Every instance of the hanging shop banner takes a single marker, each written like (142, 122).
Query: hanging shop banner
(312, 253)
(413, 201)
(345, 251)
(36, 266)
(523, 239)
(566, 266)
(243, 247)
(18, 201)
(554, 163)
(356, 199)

:: Directive ::
Output every line of the material above as a Markdown table, skipping blank lines, with a "Row" column for the row number and a "Line" column for the line itself.

:: Expected output ::
| Row | Line |
|---|---|
| 1 | Every instance of the hanging shop banner takes a single marker, each written like (142, 122). |
| 2 | Query: hanging shop banner |
| 3 | (312, 253) |
| 4 | (413, 201) |
| 5 | (345, 251) |
| 6 | (36, 266) |
| 7 | (523, 239) |
| 8 | (566, 266) |
| 9 | (243, 247) |
| 10 | (18, 201) |
| 11 | (554, 163) |
| 12 | (356, 199) |